PROVIDED RECORDS ::
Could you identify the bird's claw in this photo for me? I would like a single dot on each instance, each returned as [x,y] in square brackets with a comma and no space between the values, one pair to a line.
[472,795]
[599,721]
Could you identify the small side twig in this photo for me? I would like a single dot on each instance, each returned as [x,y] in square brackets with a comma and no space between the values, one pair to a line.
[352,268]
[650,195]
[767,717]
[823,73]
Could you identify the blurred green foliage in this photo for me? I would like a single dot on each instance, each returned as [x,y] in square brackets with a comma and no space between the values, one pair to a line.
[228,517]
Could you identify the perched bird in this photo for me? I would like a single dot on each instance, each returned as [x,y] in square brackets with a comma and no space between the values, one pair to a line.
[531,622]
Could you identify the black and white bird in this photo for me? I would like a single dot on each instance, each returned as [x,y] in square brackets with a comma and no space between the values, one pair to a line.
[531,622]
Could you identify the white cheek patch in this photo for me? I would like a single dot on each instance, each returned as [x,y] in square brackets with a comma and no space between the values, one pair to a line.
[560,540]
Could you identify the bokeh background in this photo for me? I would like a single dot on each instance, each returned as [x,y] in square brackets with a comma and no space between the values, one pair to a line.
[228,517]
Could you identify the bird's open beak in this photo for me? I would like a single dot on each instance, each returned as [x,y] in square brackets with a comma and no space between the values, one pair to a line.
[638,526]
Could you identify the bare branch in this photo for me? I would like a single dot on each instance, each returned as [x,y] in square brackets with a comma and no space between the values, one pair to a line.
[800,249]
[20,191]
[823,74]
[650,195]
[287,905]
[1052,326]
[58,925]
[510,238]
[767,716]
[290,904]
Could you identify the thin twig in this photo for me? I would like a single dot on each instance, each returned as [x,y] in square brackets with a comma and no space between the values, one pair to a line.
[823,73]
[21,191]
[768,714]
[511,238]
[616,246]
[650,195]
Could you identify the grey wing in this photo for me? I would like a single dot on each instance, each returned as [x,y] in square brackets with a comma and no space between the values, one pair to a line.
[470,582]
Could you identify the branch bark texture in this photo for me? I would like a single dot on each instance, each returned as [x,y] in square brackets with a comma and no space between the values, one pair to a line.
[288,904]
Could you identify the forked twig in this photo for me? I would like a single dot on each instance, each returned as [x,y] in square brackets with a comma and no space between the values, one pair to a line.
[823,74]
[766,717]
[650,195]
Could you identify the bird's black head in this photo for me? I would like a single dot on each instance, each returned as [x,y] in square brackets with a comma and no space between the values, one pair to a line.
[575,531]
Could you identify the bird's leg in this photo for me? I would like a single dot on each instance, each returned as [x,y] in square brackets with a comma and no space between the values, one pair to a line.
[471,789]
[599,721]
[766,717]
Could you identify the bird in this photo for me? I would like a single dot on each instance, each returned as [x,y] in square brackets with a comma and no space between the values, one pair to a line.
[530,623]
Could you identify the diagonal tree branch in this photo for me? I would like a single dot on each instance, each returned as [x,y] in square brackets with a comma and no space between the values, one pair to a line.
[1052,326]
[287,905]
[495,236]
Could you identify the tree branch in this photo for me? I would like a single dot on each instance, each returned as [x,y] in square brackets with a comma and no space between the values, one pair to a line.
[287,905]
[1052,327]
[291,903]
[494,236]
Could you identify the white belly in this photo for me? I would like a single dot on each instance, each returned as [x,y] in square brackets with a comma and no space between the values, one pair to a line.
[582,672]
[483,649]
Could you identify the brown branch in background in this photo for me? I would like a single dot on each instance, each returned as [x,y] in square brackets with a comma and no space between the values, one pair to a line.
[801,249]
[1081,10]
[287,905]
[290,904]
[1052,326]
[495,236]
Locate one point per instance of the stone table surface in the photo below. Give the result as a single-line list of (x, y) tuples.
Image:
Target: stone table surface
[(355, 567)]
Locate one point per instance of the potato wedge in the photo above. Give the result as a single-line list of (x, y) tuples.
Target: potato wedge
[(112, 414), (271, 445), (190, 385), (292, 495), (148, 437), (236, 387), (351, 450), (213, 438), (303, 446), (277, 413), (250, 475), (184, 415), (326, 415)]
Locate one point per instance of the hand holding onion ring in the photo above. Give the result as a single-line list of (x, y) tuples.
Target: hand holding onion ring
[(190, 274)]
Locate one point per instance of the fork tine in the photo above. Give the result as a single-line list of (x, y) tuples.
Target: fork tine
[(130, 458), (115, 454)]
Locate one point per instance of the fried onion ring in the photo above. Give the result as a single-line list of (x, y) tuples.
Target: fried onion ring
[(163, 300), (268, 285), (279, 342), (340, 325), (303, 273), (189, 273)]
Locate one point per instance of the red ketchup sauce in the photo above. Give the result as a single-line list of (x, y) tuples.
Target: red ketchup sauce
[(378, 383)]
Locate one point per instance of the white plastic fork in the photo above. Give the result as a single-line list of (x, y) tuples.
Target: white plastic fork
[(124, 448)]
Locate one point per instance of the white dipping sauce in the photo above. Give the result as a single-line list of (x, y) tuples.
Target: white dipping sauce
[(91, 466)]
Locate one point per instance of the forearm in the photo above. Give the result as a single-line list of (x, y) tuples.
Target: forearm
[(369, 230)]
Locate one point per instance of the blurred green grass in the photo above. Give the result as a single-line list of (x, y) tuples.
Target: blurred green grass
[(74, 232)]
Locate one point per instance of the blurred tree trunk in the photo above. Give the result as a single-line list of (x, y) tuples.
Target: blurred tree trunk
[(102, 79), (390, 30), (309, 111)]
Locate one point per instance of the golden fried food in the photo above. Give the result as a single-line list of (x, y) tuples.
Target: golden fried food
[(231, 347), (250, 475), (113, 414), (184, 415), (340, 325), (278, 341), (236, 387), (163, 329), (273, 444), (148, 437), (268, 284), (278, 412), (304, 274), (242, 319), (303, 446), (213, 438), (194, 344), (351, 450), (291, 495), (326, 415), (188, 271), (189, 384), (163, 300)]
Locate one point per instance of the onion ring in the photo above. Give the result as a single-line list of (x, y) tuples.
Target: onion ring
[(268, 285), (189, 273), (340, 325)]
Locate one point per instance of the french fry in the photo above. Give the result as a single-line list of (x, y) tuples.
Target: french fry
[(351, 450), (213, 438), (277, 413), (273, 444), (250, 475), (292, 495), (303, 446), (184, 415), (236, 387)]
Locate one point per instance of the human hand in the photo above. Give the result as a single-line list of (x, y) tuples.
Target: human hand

PROBLEM DETAILS :: Repeat every line of the data, exactly and in full.

EXPECTED OUTPUT ::
Could you identify the bird's claw in this photo for me? I would like a single dot on each instance, each returned as [x,y] in square brackets with a comma and no space between the values, one pair to a line.
[472,795]
[599,721]
Could you identify the small side twig in this photo for me? I would like a single dot on each instance, each returned as [x,y] in square brackets with a comma and no space between the values, one pair to a line.
[352,268]
[650,195]
[767,717]
[823,73]
Could you identify the blurred green foliage in this photo for me? I would like a single dot on each instance, each returned as [x,y] in square brackets with a comma and no space between the values, one pair to a line.
[228,517]
Could you identify the perched bird in this photo for me? I would like a single dot on each instance, each returned as [x,y] in square brackets with a comma and no space between the values, one pair to a line.
[531,622]
Could you identify the black and white bird in this photo for me? I would like a single dot on each instance, each returned as [x,y] in square brackets with a comma and no space between the values, one pair to a line.
[531,622]
Could you identify the white cheek patch in this photo for me? I would like a single dot on each instance, each returned as [x,y] in square brackets with a comma and no space between the values, one pair to a line.
[560,540]
Could you identify the bokeh background in this photo for me? I would like a single dot on each instance, each returned as [x,y] in square brackets with a comma and no space between the values, one pair to a line.
[228,517]
Could you identify the bird's open beak in this photo for me? I would like a single dot on each instance, each returned as [x,y] in square brackets with a comma and no space between the values, one pair to a line.
[638,526]
Could you identify the bare branch in this photo for me? I would like a single dot on each instance, each returned as [x,y] in square brackets with a comma and no space between the values, one pair to a line.
[800,249]
[20,191]
[823,74]
[650,195]
[287,905]
[1052,326]
[58,925]
[510,238]
[767,716]
[290,904]
Could you identify the thin twig in this photo for me? I would like a single dot on each instance, each returned as [x,y] in square brackets with a comma and no space between the values, one pair to a line.
[823,73]
[21,191]
[768,714]
[511,238]
[616,246]
[650,195]
Could you identify the grey wing in this photo for me? I would like a single dot on each instance, each returned as [x,y] in square brackets with a comma and no space between the values, one pair to a line.
[470,582]
Could you identify the branch bark texture in this photo for me? I would like a single dot on each instance, each returned as [x,y] in square brackets with a comma and no space between the values, one pair to a line.
[288,904]
Could you identify the forked twig in this photo for me? I would like a single dot on each instance, each returned as [x,y] in square brackets with a comma and no space between the values, one pair to a line.
[823,74]
[766,717]
[650,195]
Could you identify the bird's black head in this photo for me? I would like a single dot on each instance, each returned as [x,y] in square brackets with a comma and no space between the values, one pair to a line.
[575,531]
Could you identify the bird's leg in this photo for me? I would like a single dot on each instance, each returned as [x,y] in square brackets with a comma and no space between the values, one pair to a line.
[471,789]
[599,721]
[766,717]
Could you identify the bird in this photo for me? I would like a single dot on each instance, each returned as [x,y] in square brackets with a comma and no space between the values, one pair to a line.
[530,623]
Could you identify the diagonal tree branch in this photo for me? I would like a single dot on each instance, each returned as [x,y] in square brackets with a comma and no space between the values, one pair to a line.
[1052,326]
[287,905]
[495,236]
Could you identify the tree branch in this photo for me? I would like a single dot on each instance, each returned as [x,y] in square brackets with a comma and no space between the values, one pair to a line.
[287,905]
[1052,327]
[291,903]
[494,236]
Could you identify the white belly in this photo for me? I would like a single dot on each instance, each returned as [x,y] in square brackets with a comma and no space between the values, one pair to a line.
[582,672]
[483,649]
Could you identify the brown branch in background in this photo for me? I would like a single dot on each instance, each returned as [x,y] in square brackets with a comma and no space between the values, one pair to a line.
[801,249]
[1081,10]
[287,905]
[290,904]
[1052,326]
[495,236]
Locate one point per instance of the stone table surface in the photo below. Give the result as a single-line list of (x, y) tuples.
Image:
Target: stone table surface
[(355, 567)]
Locate one point per instance of the potato wedge in the photo above. Give the result as a single-line list of (x, y) tuples.
Target: potato wedge
[(112, 414), (271, 445), (190, 385), (292, 495), (148, 437), (236, 387), (351, 450), (213, 438), (303, 446), (277, 413), (250, 475), (184, 415), (326, 415)]
Locate one point per instance of the hand holding onion ring in the photo above. Give the result as a single-line list of (x, y) tuples.
Target: hand holding onion ring
[(190, 274)]
Locate one point per instance of the fork tine in the photo above. Give the result as a single-line list of (x, y) tuples.
Target: fork tine
[(130, 458), (115, 454)]
Locate one point per instance of the fried onion ring in the photo above. Give the result as a single-line list of (x, y) tuples.
Target: fried onion ring
[(163, 300), (268, 285), (279, 342), (340, 325), (303, 273), (189, 273)]
Locate one point per instance of the red ketchup sauce in the photo above. Give the result as a single-line list of (x, y) tuples.
Target: red ketchup sauce
[(378, 383)]
Locate one point per instance of the white plastic fork in the photo above. Give the result as a single-line list of (x, y) tuples.
Target: white plastic fork
[(124, 448)]
Locate one point per instance of the white dipping sauce in the photo above. Give the result as a single-line list of (x, y) tuples.
Target: white dipping sauce
[(91, 466)]
Locate one point per instance of the forearm in the photo above. Give the result as a single-line list of (x, y) tuples.
Target: forearm
[(369, 230)]
Locate one point per instance of the blurred green grass in the photo above. Give the result as a single-line list of (x, y) tuples.
Target: blurred green grass
[(74, 232)]
Locate one point per instance of the blurred tree trunk in the photo above. Give the result as a single-line list of (x, y) tuples.
Target: blurred tree trunk
[(102, 79), (390, 30), (309, 111)]
Locate one point per instance of the golden fried food in the photo above. Give the result as a single-line list of (x, y) tuples.
Target: golden fried food
[(231, 347), (250, 475), (113, 414), (184, 415), (340, 325), (278, 341), (236, 387), (163, 329), (273, 444), (148, 437), (268, 284), (278, 412), (304, 274), (242, 319), (303, 446), (213, 438), (194, 344), (351, 450), (291, 495), (326, 415), (188, 271), (189, 384), (163, 300)]
Locate one point per instance of the onion ring in the photo above. Give the result as a single-line list of (x, y) tuples.
Target: onion ring
[(268, 285), (189, 273), (340, 325)]
Locate one point per instance of the french fry in the photo above. Give the result as a single-line list of (x, y) tuples.
Target: french fry
[(351, 450), (213, 438), (277, 413), (273, 444), (250, 475), (292, 495), (303, 446), (184, 415), (236, 387)]
Locate one point per instance of the human hand in the photo above. Give the result as a single-line list of (x, y) tuples.
Target: human hand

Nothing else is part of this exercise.